*** SELECTED TEXT Section Begins ***

Brazil Joins International Marine Research Effort
Newest nation to participate in Integrated Ocean Drilling Program
Brazil recently joined an international marine research effort to document environmental change by monitoring and sampling the unseen world beneath the sea floor.
The country's inclusion made it the newest of 26 member countries in the Integrated Ocean Drilling Program (IODP).
IODP scientists conduct research aboard specialized scientific drilling vessels to advance understanding of the Earth through drilling, coring, monitoring and documenting Earth processes and effects, solid Earth cycles, the subsurface biosphere, and geodynamics.
"We welcome the addition of Brazil's scientists and engineers to IODP at a time when the world needs the knowledge of its researchers," says Rodey Batiza of the U.S. National Science Foundation's Division of Ocean Sciences.
NSF manages the program along with Japan's Ministry of Education, Culture, Sports, Science and Technology.

*** SELECTED TEXT Section Ends ***
*** MATERIAL PROVIDED Section Begins ***

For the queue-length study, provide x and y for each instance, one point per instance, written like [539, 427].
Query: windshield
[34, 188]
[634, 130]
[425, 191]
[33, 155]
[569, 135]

*** MATERIAL PROVIDED Section Ends ***

-- EXERCISES --
1. Please duplicate the Brazil ocean drilling article between "Brazil Joins International" and "of Ocean Sciences.", inclusive.
2. Go on with the Brazil ocean drilling article from the point where it ends.

-- RESPONSES BY TASK --
1.
Brazil Joins International Marine Research Effort
Newest nation to participate in Integrated Ocean Drilling Program
Brazil recently joined an international marine research effort to document environmental change by monitoring and sampling the unseen world beneath the sea floor.
The country's inclusion made it the newest of 26 member countries in the Integrated Ocean Drilling Program (IODP).
IODP scientists conduct research aboard specialized scientific drilling vessels to advance understanding of the Earth through drilling, coring, monitoring and documenting Earth processes and effects, solid Earth cycles, the subsurface biosphere, and geodynamics.
"We welcome the addition of Brazil's scientists and engineers to IODP at a time when the world needs the knowledge of its researchers," says Rodey Batiza of the U.S. National Science Foundation's Division of Ocean Sciences.

2.
The first IODP expedition with Brazilian researchers will begin in about six weeks off the coast of Costa Rica. Scientists plan to learn more about the processes that trigger large earthquakes.
The research will take place aboard the drill ship JOIDES Resolution as part of the Costa Rica Seismogenesis Project. Geoscientists will investigate an erosional subduction zone--a zone where Earth's crust is returning to the mantle at an eroding undersea trench.
It's the only known seismogenic zone at an erosional trench that's not too deep for current scientific drilling capabilities. Expedition scientists will work to understand how "unstable slip" is triggered in this zone.
Brazil's membership in IODP will enable recipients of grants through Brazil's "Science Without Frontiers" program to use IODP scientific facilities for their studies. In addition, an organization in Brazil known as Coordination for Improvement of Higher Education Personnel will host IODP's Brazil offices.
According to Batiza, Brazil's participation in IODP will allow Brazilian scientists to work with other international scientists on common problems at the same time--and give U.S. geoscientists, as well as those from other countries, the opportunity to learn from Brazilian researchers.
"Brazil's participation brings new opportunities not only for that country," says Batiza, "but for the global community."
"The most important part of this far-reaching marine geosciences program," he says, "is the first word in its name: integrated. We're all working together to explore the Earth under the sea."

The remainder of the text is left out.